• [EXERCISE DESCRIPTION] Exactly as they appear, output all of the records. Skip any images.
▶
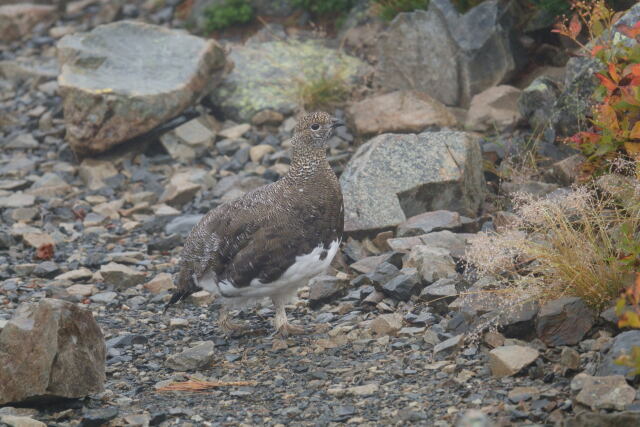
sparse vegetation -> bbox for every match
[296,72,350,112]
[465,183,640,311]
[204,0,253,32]
[553,0,640,178]
[289,0,355,16]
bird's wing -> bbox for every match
[166,189,271,307]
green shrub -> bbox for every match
[372,0,429,21]
[289,0,354,16]
[204,0,253,32]
[297,72,350,112]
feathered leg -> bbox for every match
[218,305,247,335]
[272,295,308,337]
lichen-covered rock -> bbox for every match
[340,131,485,232]
[376,0,521,107]
[57,20,228,155]
[210,40,369,122]
[0,299,106,405]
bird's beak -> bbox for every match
[331,118,345,129]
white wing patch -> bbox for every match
[215,239,341,301]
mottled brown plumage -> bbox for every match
[165,112,344,336]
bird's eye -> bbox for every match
[310,123,320,131]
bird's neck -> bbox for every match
[286,143,331,182]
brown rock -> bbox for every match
[536,297,595,346]
[0,299,106,405]
[572,373,635,411]
[489,345,539,377]
[466,85,522,131]
[552,154,586,186]
[144,273,175,294]
[348,90,457,136]
[251,110,284,126]
[370,313,403,336]
[0,4,57,42]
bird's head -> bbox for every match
[293,112,344,148]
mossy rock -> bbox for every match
[210,40,370,122]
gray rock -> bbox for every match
[397,210,463,237]
[99,262,146,290]
[166,341,215,371]
[0,56,58,83]
[381,268,422,301]
[340,131,485,232]
[498,301,538,340]
[550,56,599,137]
[211,40,368,122]
[308,275,348,308]
[0,299,106,405]
[518,76,560,131]
[572,373,636,411]
[57,21,228,155]
[376,0,520,107]
[405,245,457,284]
[596,330,640,379]
[433,334,464,355]
[90,291,118,304]
[501,180,559,197]
[421,277,459,314]
[366,262,400,287]
[536,297,595,346]
[165,215,203,236]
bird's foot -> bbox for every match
[218,312,248,337]
[274,322,313,338]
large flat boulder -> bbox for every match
[375,0,521,107]
[0,299,106,405]
[340,131,485,233]
[57,20,228,155]
[210,40,369,122]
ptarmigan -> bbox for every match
[165,112,344,337]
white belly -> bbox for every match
[199,239,341,303]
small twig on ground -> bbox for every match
[156,378,257,392]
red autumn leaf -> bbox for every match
[596,73,618,92]
[36,243,54,260]
[569,14,582,39]
[617,22,640,39]
[628,63,640,78]
[569,131,600,145]
[591,45,605,57]
[609,63,621,83]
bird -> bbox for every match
[165,111,344,337]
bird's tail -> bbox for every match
[163,269,200,313]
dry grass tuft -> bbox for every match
[465,179,640,312]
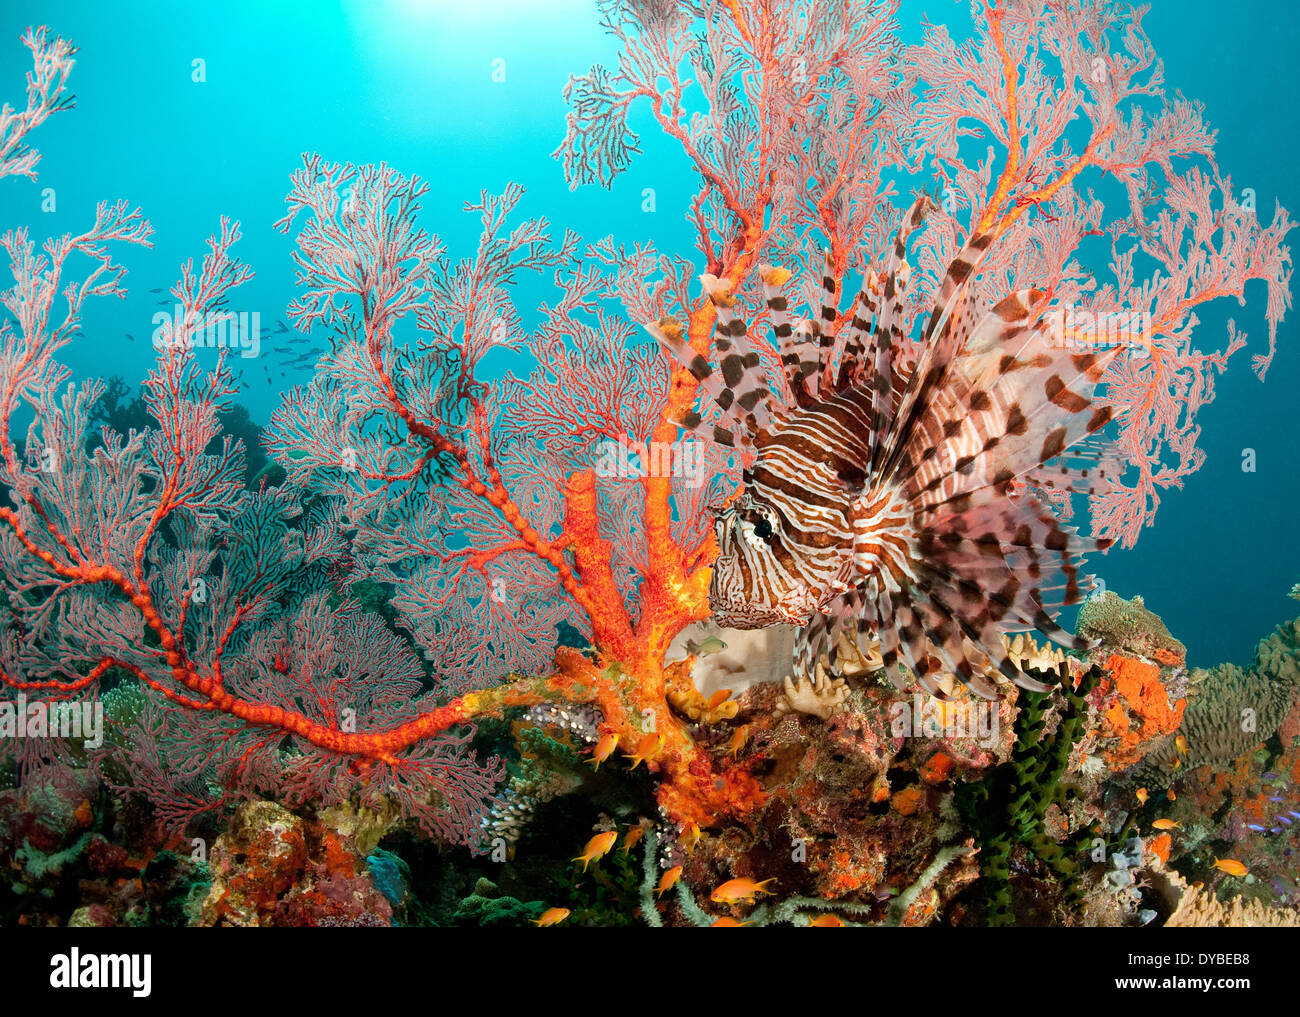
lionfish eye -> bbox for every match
[752,517,773,540]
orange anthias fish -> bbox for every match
[710,916,750,927]
[590,732,618,771]
[706,689,732,710]
[728,724,750,757]
[535,907,570,927]
[807,914,845,927]
[621,826,645,855]
[710,877,776,904]
[1175,734,1188,755]
[1152,818,1181,831]
[1168,789,1176,801]
[656,865,683,897]
[624,731,665,770]
[681,823,702,853]
[1135,787,1148,806]
[1212,858,1249,878]
[573,831,619,872]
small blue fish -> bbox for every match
[1269,796,1285,803]
[1288,811,1300,819]
[1265,772,1279,780]
[1248,824,1267,832]
[1281,816,1294,825]
[1272,827,1285,834]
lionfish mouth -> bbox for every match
[708,603,789,630]
[709,586,820,630]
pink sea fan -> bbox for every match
[899,0,1293,546]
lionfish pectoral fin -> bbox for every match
[966,674,1000,701]
[697,273,782,438]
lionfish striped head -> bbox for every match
[709,474,857,629]
[656,195,1121,700]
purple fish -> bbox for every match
[1248,824,1267,832]
[1265,772,1279,779]
[1282,816,1294,825]
[1273,827,1285,834]
[1269,796,1285,802]
[1288,811,1300,820]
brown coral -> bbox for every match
[1077,591,1186,663]
[1143,660,1295,776]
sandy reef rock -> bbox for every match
[668,620,798,698]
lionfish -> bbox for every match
[653,195,1119,700]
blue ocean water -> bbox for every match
[0,0,1295,669]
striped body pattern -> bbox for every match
[653,196,1120,699]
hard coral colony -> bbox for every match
[0,0,1296,935]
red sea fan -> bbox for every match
[900,0,1294,546]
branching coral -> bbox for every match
[0,27,76,182]
[904,2,1293,547]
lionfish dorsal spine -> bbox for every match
[763,264,820,409]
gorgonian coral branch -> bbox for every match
[902,0,1294,546]
[0,26,76,181]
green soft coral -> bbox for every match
[956,666,1100,926]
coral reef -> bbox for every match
[198,800,398,927]
[0,0,1295,932]
[774,670,849,721]
[1163,870,1300,927]
[1139,626,1300,777]
[1093,654,1186,770]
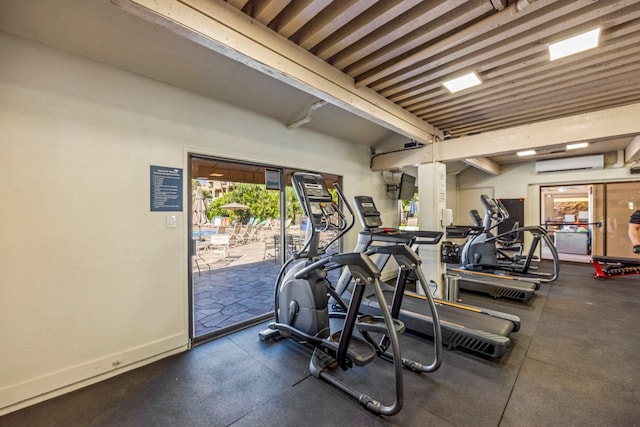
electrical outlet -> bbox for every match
[166,215,176,228]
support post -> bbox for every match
[417,162,447,298]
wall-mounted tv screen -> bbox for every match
[398,173,416,200]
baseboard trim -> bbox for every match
[0,334,188,415]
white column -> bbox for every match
[417,162,447,298]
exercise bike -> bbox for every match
[259,172,438,416]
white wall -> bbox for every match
[0,33,384,413]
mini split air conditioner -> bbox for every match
[534,155,604,174]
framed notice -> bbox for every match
[265,168,281,190]
[150,165,183,211]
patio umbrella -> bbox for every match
[220,201,250,210]
[193,185,208,239]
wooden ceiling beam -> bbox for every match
[625,136,640,162]
[405,29,640,116]
[312,0,419,60]
[462,157,501,175]
[384,42,542,102]
[371,102,640,170]
[442,93,640,138]
[246,0,288,25]
[268,0,331,38]
[355,0,558,88]
[439,90,640,136]
[291,0,371,50]
[224,0,249,10]
[490,0,507,11]
[385,6,640,104]
[331,0,470,71]
[420,48,640,122]
[445,100,640,138]
[367,0,627,93]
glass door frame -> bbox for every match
[187,154,341,343]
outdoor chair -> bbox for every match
[236,223,254,245]
[228,223,244,246]
[192,238,211,275]
[248,223,265,242]
[263,234,299,262]
[206,233,230,260]
[193,234,230,269]
[263,234,277,262]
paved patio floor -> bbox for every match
[193,240,282,337]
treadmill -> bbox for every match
[333,196,521,358]
[448,206,539,302]
[449,269,538,302]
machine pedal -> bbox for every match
[328,330,377,366]
[258,327,281,341]
[356,314,406,334]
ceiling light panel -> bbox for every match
[566,142,589,150]
[443,72,481,93]
[517,150,536,157]
[549,28,600,61]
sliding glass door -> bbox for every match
[188,156,340,342]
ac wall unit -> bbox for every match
[535,155,604,174]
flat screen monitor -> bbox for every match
[398,173,416,200]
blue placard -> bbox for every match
[150,165,183,211]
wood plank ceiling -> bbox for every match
[223,0,640,140]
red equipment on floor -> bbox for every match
[591,256,640,279]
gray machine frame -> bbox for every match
[333,195,521,359]
[459,195,560,284]
[259,173,442,416]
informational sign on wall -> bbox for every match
[265,168,280,190]
[439,168,446,202]
[150,165,183,211]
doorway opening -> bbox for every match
[540,181,640,262]
[541,184,594,263]
[188,155,341,343]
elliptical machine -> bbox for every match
[460,195,560,282]
[259,172,421,416]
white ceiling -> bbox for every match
[1,0,639,170]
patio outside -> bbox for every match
[192,221,302,338]
[190,173,341,339]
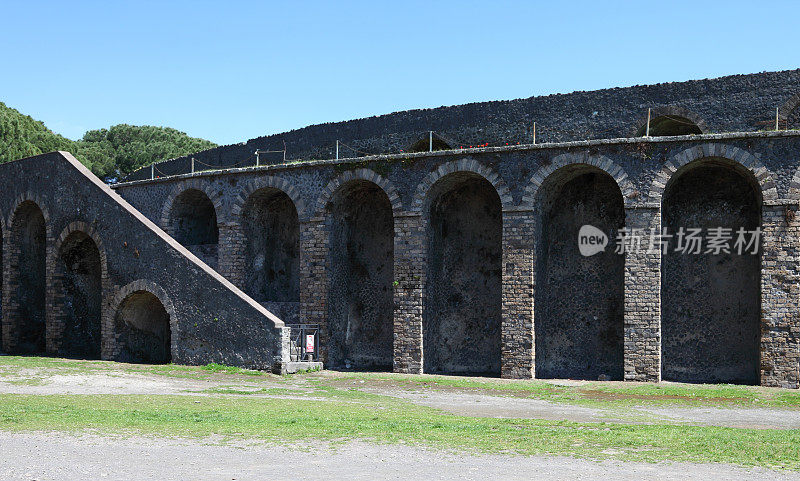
◀
• [RESULT]
sparse vegetation -> bbox for every match
[296,72,350,112]
[465,183,640,311]
[204,0,253,32]
[553,0,640,178]
[289,0,355,16]
bird's wing -> bbox for every match
[166,189,271,307]
green shrub -> bbox for every match
[372,0,429,21]
[289,0,354,16]
[204,0,253,32]
[297,72,350,112]
feathered leg -> bbox for every match
[218,305,247,335]
[272,295,308,337]
lichen-covered rock -> bbox for every match
[340,131,485,232]
[376,0,521,107]
[57,20,228,155]
[210,40,369,122]
[0,299,106,405]
bird's beak -> bbox for every match
[331,118,345,129]
white wing patch -> bbox for every match
[215,239,341,301]
mottled brown plumage -> bbox for every match
[165,112,344,336]
bird's eye -> bbox for every match
[310,123,320,131]
bird's neck -> bbox for every match
[286,143,331,182]
brown rock -> bbox for every match
[536,297,595,346]
[0,299,106,405]
[572,373,635,411]
[489,345,539,377]
[466,85,522,131]
[552,154,586,186]
[144,273,175,294]
[348,90,457,136]
[251,110,284,126]
[370,313,403,336]
[0,4,57,42]
bird's head -> bbox for every match
[293,112,344,148]
mossy rock -> bbox for every match
[210,40,370,122]
gray rock -> bbox for every match
[397,210,463,237]
[99,262,146,290]
[166,341,215,371]
[0,56,58,83]
[381,268,422,301]
[340,131,485,232]
[498,301,538,340]
[550,56,599,137]
[211,40,368,122]
[308,275,348,308]
[0,299,106,405]
[518,76,560,131]
[572,373,636,411]
[57,21,228,155]
[376,0,520,107]
[405,245,457,284]
[596,330,640,379]
[433,334,464,355]
[90,291,118,304]
[501,180,559,197]
[421,277,459,314]
[366,262,400,287]
[536,297,595,346]
[165,215,203,236]
bird's foot -> bbox for every match
[218,312,248,337]
[274,322,313,338]
large flat boulder -> bbox for every match
[375,0,521,107]
[0,299,106,405]
[340,131,485,233]
[57,20,228,155]
[210,40,369,122]
ptarmigan -> bbox for every match
[165,112,344,337]
white belly -> bbox for every match
[199,239,341,303]
small twig on ground -> bbox for every match
[156,378,257,392]
red autumn leaf -> bbox for every match
[596,73,618,92]
[36,243,54,260]
[569,14,582,39]
[617,22,640,39]
[628,63,640,78]
[569,131,600,145]
[591,45,605,57]
[609,63,621,83]
bird -> bbox for every match
[165,111,344,337]
bird's tail -> bbox for every match
[163,269,200,313]
dry grass tuft -> bbox for every match
[465,179,640,312]
lionfish eye -> bbox for every match
[752,517,773,540]
orange anthias fish -> bbox for every match
[710,916,750,927]
[590,732,618,771]
[706,689,732,710]
[728,724,750,757]
[535,907,570,927]
[807,914,845,927]
[621,826,645,855]
[710,877,776,904]
[1175,734,1188,755]
[1152,818,1181,831]
[1168,789,1176,801]
[656,865,683,897]
[624,731,665,770]
[681,823,702,853]
[1135,787,1148,806]
[1212,858,1249,878]
[573,831,619,872]
small blue fish -> bbox for every match
[1269,796,1285,803]
[1288,811,1300,819]
[1265,772,1279,780]
[1248,824,1267,832]
[1281,816,1294,825]
[1272,827,1285,834]
lionfish mouth -> bbox for every match
[708,603,789,630]
[709,586,820,630]
pink sea fan -> bbox for every match
[899,0,1293,546]
lionfish pectoral fin -> bbox for every match
[966,674,1000,701]
[697,273,782,438]
lionfish striped head -> bbox for every match
[709,474,857,629]
[656,195,1121,700]
purple fish -> bbox for every match
[1248,824,1267,832]
[1265,772,1279,779]
[1282,816,1294,825]
[1273,827,1285,834]
[1269,796,1285,802]
[1288,811,1300,820]
brown coral -> bbox for every match
[1077,591,1186,663]
[1143,660,1295,776]
sandy reef rock -> bbox for every match
[668,620,798,698]
lionfish -> bbox for every match
[653,195,1119,700]
blue ocean water -> bbox for every match
[0,0,1295,669]
striped body pattern -> bbox for every match
[653,196,1120,699]
hard coral colony -> bbox for every match
[0,0,1296,935]
red sea fan -> bbox for every match
[900,0,1294,546]
branching coral -> bbox for every match
[0,27,76,182]
[904,2,1293,547]
lionfish dorsal spine -> bbox for every match
[763,264,820,409]
gorgonian coral branch -> bbox for every match
[902,0,1294,546]
[0,26,76,181]
green soft coral -> bbox for every match
[956,666,1100,926]
coral reef -> bbox for every match
[198,800,398,927]
[0,0,1295,932]
[774,670,849,721]
[1163,870,1300,927]
[1139,626,1300,777]
[1093,654,1186,770]
electrical outlet -> bbox for every match
[166,215,176,228]
support post -> bbox for every match
[417,162,447,298]
wall-mounted tv screen -> bbox for every match
[398,173,416,200]
baseboard trim -> bbox for every match
[0,334,188,415]
white column -> bbox for every match
[417,162,447,298]
exercise bike -> bbox for every match
[259,172,438,416]
white wall -> bbox for every match
[0,33,384,413]
mini split air conditioner -> bbox for every match
[534,155,604,174]
framed notice -> bbox for every match
[265,168,281,190]
[150,165,183,211]
patio umbrella -> bbox for every match
[220,201,250,210]
[193,185,208,239]
wooden ceiling beam -> bbox for every match
[625,136,640,162]
[405,29,640,116]
[312,0,419,60]
[462,157,501,175]
[384,42,542,102]
[371,102,640,170]
[442,93,640,138]
[246,0,288,25]
[268,0,331,38]
[355,0,558,88]
[439,90,640,136]
[291,0,371,50]
[224,0,249,10]
[490,0,507,11]
[385,6,640,104]
[331,0,470,71]
[420,48,640,122]
[445,100,640,138]
[367,0,627,93]
glass door frame -> bbox for every match
[187,154,341,343]
outdoor chair -> bbox for every match
[236,223,254,245]
[228,223,244,246]
[192,238,211,275]
[248,223,265,242]
[263,234,299,262]
[206,233,230,260]
[193,234,230,269]
[263,234,277,262]
paved patio floor -> bbox for every match
[193,240,282,337]
treadmill -> bbox for every match
[333,196,521,358]
[448,206,539,302]
[449,269,538,302]
machine pedal -> bbox for every match
[328,330,377,366]
[258,327,281,341]
[356,314,406,334]
ceiling light panel -> bbox for every match
[566,142,589,150]
[443,72,481,93]
[517,150,536,157]
[549,28,600,61]
sliding glass door -> bbox for every match
[188,156,340,342]
ac wall unit -> bbox for every match
[535,155,604,174]
flat screen monitor -> bbox for every match
[398,173,416,200]
blue placard -> bbox for every match
[150,165,183,211]
wood plank ceiling -> bbox for every match
[223,0,640,140]
red equipment on floor -> bbox for every match
[591,256,640,279]
gray machine frame -> bbox for every match
[333,195,521,359]
[459,195,560,284]
[259,173,442,416]
informational sign on wall -> bbox for every match
[265,168,280,190]
[439,168,446,202]
[150,165,183,211]
doorway opening -> bbox for every match
[540,181,640,262]
[541,184,594,263]
[188,155,341,343]
elliptical machine -> bbox for every match
[460,195,560,282]
[259,172,421,416]
white ceiling -> bbox for every match
[1,0,639,170]
patio outside -> bbox for every match
[192,221,302,338]
[190,173,341,339]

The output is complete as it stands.